* _Task to carry out_: Show every line of the items below that contains the word "upper". Case matters.

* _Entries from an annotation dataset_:
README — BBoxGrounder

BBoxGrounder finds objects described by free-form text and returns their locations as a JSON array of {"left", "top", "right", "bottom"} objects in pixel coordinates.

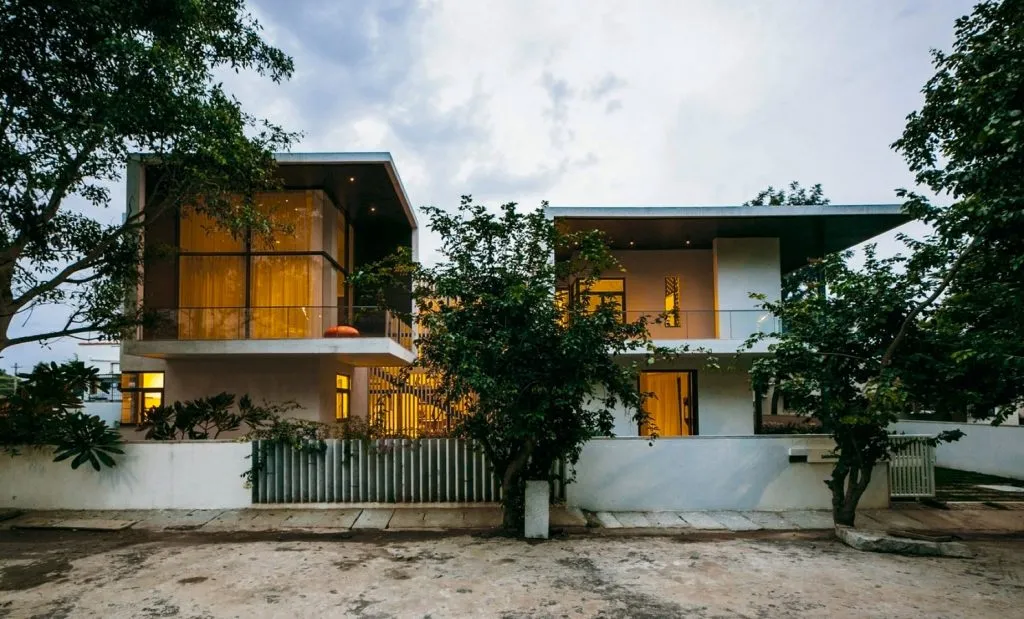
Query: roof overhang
[
  {"left": 546, "top": 204, "right": 911, "bottom": 273},
  {"left": 274, "top": 153, "right": 417, "bottom": 230},
  {"left": 123, "top": 337, "right": 416, "bottom": 367}
]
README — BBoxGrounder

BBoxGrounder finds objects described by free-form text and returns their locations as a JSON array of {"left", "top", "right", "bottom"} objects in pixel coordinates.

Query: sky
[{"left": 0, "top": 0, "right": 972, "bottom": 371}]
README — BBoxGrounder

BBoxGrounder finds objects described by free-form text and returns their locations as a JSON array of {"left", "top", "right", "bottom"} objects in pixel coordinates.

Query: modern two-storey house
[{"left": 121, "top": 153, "right": 417, "bottom": 429}]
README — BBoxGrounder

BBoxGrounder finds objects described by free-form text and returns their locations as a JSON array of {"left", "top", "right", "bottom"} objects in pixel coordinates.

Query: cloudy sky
[{"left": 0, "top": 0, "right": 971, "bottom": 369}]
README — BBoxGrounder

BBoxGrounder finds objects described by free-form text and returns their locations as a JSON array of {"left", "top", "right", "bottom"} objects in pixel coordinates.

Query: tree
[
  {"left": 0, "top": 361, "right": 124, "bottom": 470},
  {"left": 0, "top": 0, "right": 294, "bottom": 352},
  {"left": 353, "top": 197, "right": 650, "bottom": 530},
  {"left": 750, "top": 246, "right": 957, "bottom": 526},
  {"left": 743, "top": 180, "right": 828, "bottom": 206},
  {"left": 893, "top": 0, "right": 1024, "bottom": 420},
  {"left": 743, "top": 180, "right": 830, "bottom": 431}
]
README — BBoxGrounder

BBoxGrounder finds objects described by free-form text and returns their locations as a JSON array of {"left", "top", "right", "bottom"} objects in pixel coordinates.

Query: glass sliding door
[{"left": 640, "top": 371, "right": 697, "bottom": 437}]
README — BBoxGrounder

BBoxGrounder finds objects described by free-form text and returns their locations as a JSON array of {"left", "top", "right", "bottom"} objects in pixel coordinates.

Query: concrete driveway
[{"left": 0, "top": 530, "right": 1024, "bottom": 619}]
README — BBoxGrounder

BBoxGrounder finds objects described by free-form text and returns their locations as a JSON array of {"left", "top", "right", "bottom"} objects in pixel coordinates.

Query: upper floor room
[
  {"left": 126, "top": 153, "right": 417, "bottom": 365},
  {"left": 547, "top": 204, "right": 909, "bottom": 352}
]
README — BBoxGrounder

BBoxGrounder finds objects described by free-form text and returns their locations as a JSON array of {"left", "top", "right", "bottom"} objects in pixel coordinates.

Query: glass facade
[{"left": 176, "top": 190, "right": 352, "bottom": 339}]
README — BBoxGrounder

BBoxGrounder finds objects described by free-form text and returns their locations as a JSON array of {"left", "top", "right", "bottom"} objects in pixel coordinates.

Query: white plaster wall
[
  {"left": 164, "top": 356, "right": 351, "bottom": 422},
  {"left": 891, "top": 421, "right": 1024, "bottom": 480},
  {"left": 712, "top": 239, "right": 782, "bottom": 339},
  {"left": 566, "top": 437, "right": 889, "bottom": 511},
  {"left": 598, "top": 356, "right": 754, "bottom": 437},
  {"left": 0, "top": 441, "right": 252, "bottom": 509},
  {"left": 697, "top": 370, "right": 754, "bottom": 437},
  {"left": 607, "top": 249, "right": 715, "bottom": 339}
]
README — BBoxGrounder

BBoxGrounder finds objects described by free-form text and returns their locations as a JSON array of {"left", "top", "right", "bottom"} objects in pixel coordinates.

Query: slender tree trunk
[
  {"left": 771, "top": 381, "right": 782, "bottom": 415},
  {"left": 754, "top": 391, "right": 765, "bottom": 435},
  {"left": 825, "top": 456, "right": 874, "bottom": 527},
  {"left": 502, "top": 441, "right": 534, "bottom": 534}
]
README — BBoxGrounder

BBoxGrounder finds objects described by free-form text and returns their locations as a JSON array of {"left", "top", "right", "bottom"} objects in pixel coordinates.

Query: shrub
[
  {"left": 0, "top": 361, "right": 124, "bottom": 470},
  {"left": 138, "top": 393, "right": 298, "bottom": 441}
]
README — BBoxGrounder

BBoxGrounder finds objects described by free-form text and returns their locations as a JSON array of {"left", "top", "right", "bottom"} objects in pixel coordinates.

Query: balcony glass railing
[
  {"left": 626, "top": 310, "right": 779, "bottom": 339},
  {"left": 137, "top": 305, "right": 413, "bottom": 350}
]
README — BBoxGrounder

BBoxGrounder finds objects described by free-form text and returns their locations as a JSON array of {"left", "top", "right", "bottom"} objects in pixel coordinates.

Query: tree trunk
[
  {"left": 771, "top": 381, "right": 782, "bottom": 415},
  {"left": 825, "top": 456, "right": 874, "bottom": 527},
  {"left": 502, "top": 441, "right": 534, "bottom": 535}
]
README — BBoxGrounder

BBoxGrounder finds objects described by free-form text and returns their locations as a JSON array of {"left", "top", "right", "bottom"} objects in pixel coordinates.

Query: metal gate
[
  {"left": 252, "top": 439, "right": 564, "bottom": 503},
  {"left": 889, "top": 435, "right": 935, "bottom": 498}
]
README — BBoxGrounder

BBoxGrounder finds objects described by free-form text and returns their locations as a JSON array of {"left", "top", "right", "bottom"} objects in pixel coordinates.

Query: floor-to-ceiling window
[
  {"left": 640, "top": 371, "right": 697, "bottom": 437},
  {"left": 178, "top": 190, "right": 351, "bottom": 339}
]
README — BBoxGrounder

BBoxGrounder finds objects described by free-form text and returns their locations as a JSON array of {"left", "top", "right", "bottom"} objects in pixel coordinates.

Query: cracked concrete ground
[{"left": 0, "top": 530, "right": 1024, "bottom": 618}]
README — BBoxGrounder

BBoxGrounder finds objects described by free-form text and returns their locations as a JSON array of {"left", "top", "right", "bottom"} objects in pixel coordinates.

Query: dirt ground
[{"left": 0, "top": 531, "right": 1024, "bottom": 618}]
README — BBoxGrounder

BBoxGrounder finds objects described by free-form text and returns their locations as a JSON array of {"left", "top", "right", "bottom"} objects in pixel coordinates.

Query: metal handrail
[{"left": 136, "top": 305, "right": 412, "bottom": 350}]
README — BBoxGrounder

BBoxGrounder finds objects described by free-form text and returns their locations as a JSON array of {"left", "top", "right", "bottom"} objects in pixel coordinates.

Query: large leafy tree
[
  {"left": 0, "top": 0, "right": 294, "bottom": 352},
  {"left": 743, "top": 180, "right": 830, "bottom": 422},
  {"left": 353, "top": 197, "right": 650, "bottom": 530},
  {"left": 893, "top": 0, "right": 1024, "bottom": 419}
]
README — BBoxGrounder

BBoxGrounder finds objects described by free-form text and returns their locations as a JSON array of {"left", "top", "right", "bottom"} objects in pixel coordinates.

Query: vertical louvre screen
[{"left": 252, "top": 439, "right": 565, "bottom": 503}]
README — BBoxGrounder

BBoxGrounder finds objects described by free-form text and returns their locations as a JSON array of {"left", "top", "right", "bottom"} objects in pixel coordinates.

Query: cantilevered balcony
[{"left": 124, "top": 305, "right": 414, "bottom": 367}]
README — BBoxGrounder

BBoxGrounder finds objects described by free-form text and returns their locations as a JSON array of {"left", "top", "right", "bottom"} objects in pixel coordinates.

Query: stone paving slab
[
  {"left": 134, "top": 509, "right": 224, "bottom": 531},
  {"left": 284, "top": 509, "right": 361, "bottom": 529},
  {"left": 782, "top": 509, "right": 836, "bottom": 530},
  {"left": 594, "top": 511, "right": 623, "bottom": 529},
  {"left": 548, "top": 505, "right": 587, "bottom": 527},
  {"left": 352, "top": 508, "right": 395, "bottom": 529},
  {"left": 708, "top": 511, "right": 762, "bottom": 531},
  {"left": 677, "top": 511, "right": 728, "bottom": 531},
  {"left": 462, "top": 507, "right": 501, "bottom": 529},
  {"left": 388, "top": 509, "right": 427, "bottom": 529},
  {"left": 647, "top": 511, "right": 693, "bottom": 529},
  {"left": 612, "top": 511, "right": 654, "bottom": 529},
  {"left": 743, "top": 511, "right": 800, "bottom": 531},
  {"left": 12, "top": 518, "right": 135, "bottom": 531}
]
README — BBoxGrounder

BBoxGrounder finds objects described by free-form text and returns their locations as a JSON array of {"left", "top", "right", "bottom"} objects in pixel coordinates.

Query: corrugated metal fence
[
  {"left": 252, "top": 439, "right": 565, "bottom": 503},
  {"left": 889, "top": 435, "right": 935, "bottom": 498}
]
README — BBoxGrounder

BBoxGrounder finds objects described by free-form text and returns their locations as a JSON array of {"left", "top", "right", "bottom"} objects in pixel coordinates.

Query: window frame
[{"left": 118, "top": 371, "right": 167, "bottom": 425}]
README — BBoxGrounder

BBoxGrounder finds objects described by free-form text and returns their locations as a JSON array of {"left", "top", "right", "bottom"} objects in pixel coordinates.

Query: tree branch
[
  {"left": 882, "top": 238, "right": 978, "bottom": 368},
  {"left": 4, "top": 324, "right": 110, "bottom": 347}
]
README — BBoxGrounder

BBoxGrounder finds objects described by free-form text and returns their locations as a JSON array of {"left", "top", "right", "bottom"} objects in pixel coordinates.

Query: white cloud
[{"left": 2, "top": 0, "right": 972, "bottom": 365}]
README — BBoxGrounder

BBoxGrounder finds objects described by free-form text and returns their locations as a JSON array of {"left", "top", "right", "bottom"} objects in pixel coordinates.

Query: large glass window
[
  {"left": 177, "top": 190, "right": 351, "bottom": 339},
  {"left": 121, "top": 372, "right": 164, "bottom": 423}
]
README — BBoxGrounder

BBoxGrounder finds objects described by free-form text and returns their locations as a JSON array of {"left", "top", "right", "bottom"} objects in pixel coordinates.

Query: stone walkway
[{"left": 0, "top": 502, "right": 1024, "bottom": 534}]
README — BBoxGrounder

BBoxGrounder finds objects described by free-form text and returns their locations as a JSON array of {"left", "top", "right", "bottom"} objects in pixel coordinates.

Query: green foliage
[
  {"left": 0, "top": 361, "right": 124, "bottom": 470},
  {"left": 0, "top": 0, "right": 295, "bottom": 350},
  {"left": 137, "top": 393, "right": 298, "bottom": 441},
  {"left": 893, "top": 0, "right": 1024, "bottom": 420},
  {"left": 743, "top": 180, "right": 828, "bottom": 206},
  {"left": 354, "top": 197, "right": 650, "bottom": 528}
]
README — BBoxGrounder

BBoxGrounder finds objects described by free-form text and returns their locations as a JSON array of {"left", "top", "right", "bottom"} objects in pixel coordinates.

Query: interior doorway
[{"left": 640, "top": 370, "right": 698, "bottom": 437}]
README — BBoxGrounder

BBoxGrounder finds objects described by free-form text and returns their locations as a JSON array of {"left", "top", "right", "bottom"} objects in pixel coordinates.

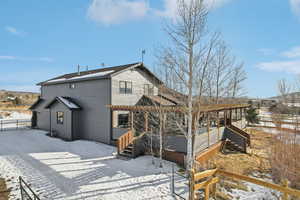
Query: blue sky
[{"left": 0, "top": 0, "right": 300, "bottom": 97}]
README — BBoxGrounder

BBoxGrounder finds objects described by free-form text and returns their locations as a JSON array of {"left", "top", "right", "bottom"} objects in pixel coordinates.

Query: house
[{"left": 30, "top": 63, "right": 174, "bottom": 144}]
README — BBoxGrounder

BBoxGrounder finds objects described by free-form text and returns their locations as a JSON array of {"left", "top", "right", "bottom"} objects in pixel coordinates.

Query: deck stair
[
  {"left": 222, "top": 125, "right": 250, "bottom": 153},
  {"left": 117, "top": 130, "right": 134, "bottom": 158},
  {"left": 229, "top": 125, "right": 251, "bottom": 146}
]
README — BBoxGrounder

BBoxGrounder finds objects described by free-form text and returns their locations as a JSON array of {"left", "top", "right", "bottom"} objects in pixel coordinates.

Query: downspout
[
  {"left": 49, "top": 108, "right": 52, "bottom": 137},
  {"left": 71, "top": 110, "right": 74, "bottom": 141},
  {"left": 109, "top": 77, "right": 114, "bottom": 143}
]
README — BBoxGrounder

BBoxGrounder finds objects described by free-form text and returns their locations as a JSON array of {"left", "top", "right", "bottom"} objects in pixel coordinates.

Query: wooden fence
[
  {"left": 190, "top": 169, "right": 300, "bottom": 200},
  {"left": 0, "top": 119, "right": 31, "bottom": 131},
  {"left": 117, "top": 130, "right": 134, "bottom": 154}
]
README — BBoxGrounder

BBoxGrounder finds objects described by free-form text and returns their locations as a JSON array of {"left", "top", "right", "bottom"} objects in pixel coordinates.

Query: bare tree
[
  {"left": 214, "top": 41, "right": 234, "bottom": 104},
  {"left": 229, "top": 63, "right": 247, "bottom": 98},
  {"left": 159, "top": 0, "right": 213, "bottom": 170}
]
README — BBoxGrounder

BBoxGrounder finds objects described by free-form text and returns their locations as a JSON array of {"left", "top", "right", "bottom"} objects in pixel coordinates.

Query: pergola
[{"left": 107, "top": 104, "right": 250, "bottom": 134}]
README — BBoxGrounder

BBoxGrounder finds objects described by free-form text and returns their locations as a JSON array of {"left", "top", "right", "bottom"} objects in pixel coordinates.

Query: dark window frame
[
  {"left": 69, "top": 83, "right": 76, "bottom": 89},
  {"left": 118, "top": 114, "right": 129, "bottom": 128},
  {"left": 56, "top": 111, "right": 65, "bottom": 124},
  {"left": 119, "top": 81, "right": 132, "bottom": 94},
  {"left": 144, "top": 84, "right": 154, "bottom": 95}
]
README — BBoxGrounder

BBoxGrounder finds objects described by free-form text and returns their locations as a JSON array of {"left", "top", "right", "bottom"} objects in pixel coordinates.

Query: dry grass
[
  {"left": 208, "top": 130, "right": 274, "bottom": 175},
  {"left": 0, "top": 104, "right": 30, "bottom": 111},
  {"left": 270, "top": 133, "right": 300, "bottom": 189},
  {"left": 0, "top": 178, "right": 10, "bottom": 200}
]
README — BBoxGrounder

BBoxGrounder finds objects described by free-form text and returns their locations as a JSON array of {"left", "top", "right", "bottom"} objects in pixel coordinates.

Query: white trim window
[{"left": 119, "top": 81, "right": 132, "bottom": 94}]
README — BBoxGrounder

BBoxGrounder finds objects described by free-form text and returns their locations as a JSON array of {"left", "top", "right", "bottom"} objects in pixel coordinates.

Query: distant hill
[
  {"left": 0, "top": 90, "right": 40, "bottom": 105},
  {"left": 270, "top": 92, "right": 300, "bottom": 103}
]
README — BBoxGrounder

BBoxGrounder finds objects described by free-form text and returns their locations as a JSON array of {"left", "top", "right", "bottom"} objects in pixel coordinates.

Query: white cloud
[
  {"left": 257, "top": 48, "right": 275, "bottom": 56},
  {"left": 258, "top": 60, "right": 300, "bottom": 74},
  {"left": 156, "top": 0, "right": 231, "bottom": 19},
  {"left": 281, "top": 46, "right": 300, "bottom": 58},
  {"left": 88, "top": 0, "right": 149, "bottom": 25},
  {"left": 289, "top": 0, "right": 300, "bottom": 16},
  {"left": 4, "top": 26, "right": 25, "bottom": 36},
  {"left": 0, "top": 56, "right": 54, "bottom": 62},
  {"left": 0, "top": 84, "right": 40, "bottom": 92},
  {"left": 0, "top": 56, "right": 16, "bottom": 60}
]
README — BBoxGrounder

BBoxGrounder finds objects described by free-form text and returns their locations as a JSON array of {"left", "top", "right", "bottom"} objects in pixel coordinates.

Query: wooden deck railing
[
  {"left": 190, "top": 169, "right": 300, "bottom": 200},
  {"left": 229, "top": 125, "right": 251, "bottom": 146},
  {"left": 117, "top": 130, "right": 133, "bottom": 154}
]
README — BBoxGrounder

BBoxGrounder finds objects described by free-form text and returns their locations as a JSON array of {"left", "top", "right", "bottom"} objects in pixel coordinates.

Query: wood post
[
  {"left": 144, "top": 112, "right": 149, "bottom": 132},
  {"left": 223, "top": 110, "right": 227, "bottom": 127},
  {"left": 129, "top": 112, "right": 133, "bottom": 130},
  {"left": 281, "top": 179, "right": 289, "bottom": 200},
  {"left": 111, "top": 110, "right": 115, "bottom": 128},
  {"left": 189, "top": 169, "right": 195, "bottom": 200},
  {"left": 207, "top": 113, "right": 210, "bottom": 147},
  {"left": 204, "top": 184, "right": 209, "bottom": 200},
  {"left": 217, "top": 112, "right": 220, "bottom": 140}
]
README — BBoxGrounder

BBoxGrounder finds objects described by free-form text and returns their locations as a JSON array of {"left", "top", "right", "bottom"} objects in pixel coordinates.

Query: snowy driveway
[{"left": 0, "top": 130, "right": 178, "bottom": 200}]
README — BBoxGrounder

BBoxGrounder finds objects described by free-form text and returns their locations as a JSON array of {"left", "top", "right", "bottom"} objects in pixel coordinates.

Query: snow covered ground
[
  {"left": 0, "top": 130, "right": 290, "bottom": 200},
  {"left": 0, "top": 130, "right": 180, "bottom": 200},
  {"left": 0, "top": 111, "right": 31, "bottom": 120}
]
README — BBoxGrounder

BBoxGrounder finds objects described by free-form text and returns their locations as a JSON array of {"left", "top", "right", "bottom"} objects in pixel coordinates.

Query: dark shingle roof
[
  {"left": 37, "top": 63, "right": 146, "bottom": 85},
  {"left": 144, "top": 95, "right": 175, "bottom": 106},
  {"left": 45, "top": 96, "right": 81, "bottom": 110}
]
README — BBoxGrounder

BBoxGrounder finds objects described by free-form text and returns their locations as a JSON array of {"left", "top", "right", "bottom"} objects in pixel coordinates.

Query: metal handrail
[{"left": 19, "top": 176, "right": 41, "bottom": 200}]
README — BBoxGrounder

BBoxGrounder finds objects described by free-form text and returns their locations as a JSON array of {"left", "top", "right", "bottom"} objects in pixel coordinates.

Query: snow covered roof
[{"left": 45, "top": 96, "right": 81, "bottom": 110}]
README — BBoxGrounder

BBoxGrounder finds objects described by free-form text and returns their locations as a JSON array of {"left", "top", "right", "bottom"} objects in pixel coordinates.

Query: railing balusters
[{"left": 117, "top": 131, "right": 133, "bottom": 153}]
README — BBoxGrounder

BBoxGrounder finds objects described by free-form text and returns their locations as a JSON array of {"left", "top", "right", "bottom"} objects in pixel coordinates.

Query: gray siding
[
  {"left": 50, "top": 103, "right": 72, "bottom": 140},
  {"left": 111, "top": 69, "right": 158, "bottom": 105},
  {"left": 37, "top": 79, "right": 111, "bottom": 144},
  {"left": 111, "top": 69, "right": 158, "bottom": 127},
  {"left": 35, "top": 108, "right": 50, "bottom": 131}
]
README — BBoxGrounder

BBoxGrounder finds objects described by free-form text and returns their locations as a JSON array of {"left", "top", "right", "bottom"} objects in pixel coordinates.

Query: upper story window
[
  {"left": 118, "top": 114, "right": 129, "bottom": 128},
  {"left": 56, "top": 111, "right": 64, "bottom": 124},
  {"left": 69, "top": 83, "right": 76, "bottom": 89},
  {"left": 119, "top": 81, "right": 132, "bottom": 94},
  {"left": 144, "top": 84, "right": 154, "bottom": 95}
]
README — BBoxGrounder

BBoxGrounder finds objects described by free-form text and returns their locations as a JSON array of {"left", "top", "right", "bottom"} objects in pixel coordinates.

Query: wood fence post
[
  {"left": 207, "top": 113, "right": 210, "bottom": 147},
  {"left": 189, "top": 168, "right": 195, "bottom": 200},
  {"left": 282, "top": 179, "right": 289, "bottom": 200},
  {"left": 212, "top": 183, "right": 217, "bottom": 198},
  {"left": 217, "top": 112, "right": 220, "bottom": 140},
  {"left": 144, "top": 112, "right": 149, "bottom": 132},
  {"left": 223, "top": 110, "right": 227, "bottom": 127}
]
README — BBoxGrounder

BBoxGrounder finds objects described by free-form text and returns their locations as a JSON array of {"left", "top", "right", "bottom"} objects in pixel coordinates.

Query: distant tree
[{"left": 245, "top": 107, "right": 259, "bottom": 126}]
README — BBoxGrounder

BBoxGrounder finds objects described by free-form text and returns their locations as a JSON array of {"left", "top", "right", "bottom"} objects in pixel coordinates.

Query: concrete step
[{"left": 120, "top": 151, "right": 133, "bottom": 158}]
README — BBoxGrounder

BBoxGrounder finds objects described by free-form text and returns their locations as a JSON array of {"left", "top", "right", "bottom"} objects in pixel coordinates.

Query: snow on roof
[
  {"left": 45, "top": 96, "right": 81, "bottom": 110},
  {"left": 47, "top": 78, "right": 67, "bottom": 83},
  {"left": 46, "top": 70, "right": 115, "bottom": 83},
  {"left": 68, "top": 70, "right": 114, "bottom": 80},
  {"left": 57, "top": 97, "right": 80, "bottom": 109}
]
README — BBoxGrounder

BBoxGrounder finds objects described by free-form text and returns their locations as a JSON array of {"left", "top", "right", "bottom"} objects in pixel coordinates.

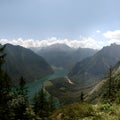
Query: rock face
[
  {"left": 3, "top": 44, "right": 53, "bottom": 84},
  {"left": 69, "top": 44, "right": 120, "bottom": 86}
]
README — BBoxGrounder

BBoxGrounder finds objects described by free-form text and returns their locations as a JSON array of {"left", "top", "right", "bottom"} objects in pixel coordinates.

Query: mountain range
[
  {"left": 69, "top": 44, "right": 120, "bottom": 86},
  {"left": 46, "top": 44, "right": 120, "bottom": 104},
  {"left": 3, "top": 44, "right": 53, "bottom": 84},
  {"left": 31, "top": 44, "right": 97, "bottom": 70}
]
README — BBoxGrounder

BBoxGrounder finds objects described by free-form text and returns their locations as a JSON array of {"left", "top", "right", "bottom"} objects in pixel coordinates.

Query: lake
[{"left": 26, "top": 68, "right": 68, "bottom": 98}]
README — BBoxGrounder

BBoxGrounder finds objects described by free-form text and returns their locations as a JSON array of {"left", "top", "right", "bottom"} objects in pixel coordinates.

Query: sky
[{"left": 0, "top": 0, "right": 120, "bottom": 49}]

* _Solution to this exercise_:
Query: upper floor room
Query: upper story window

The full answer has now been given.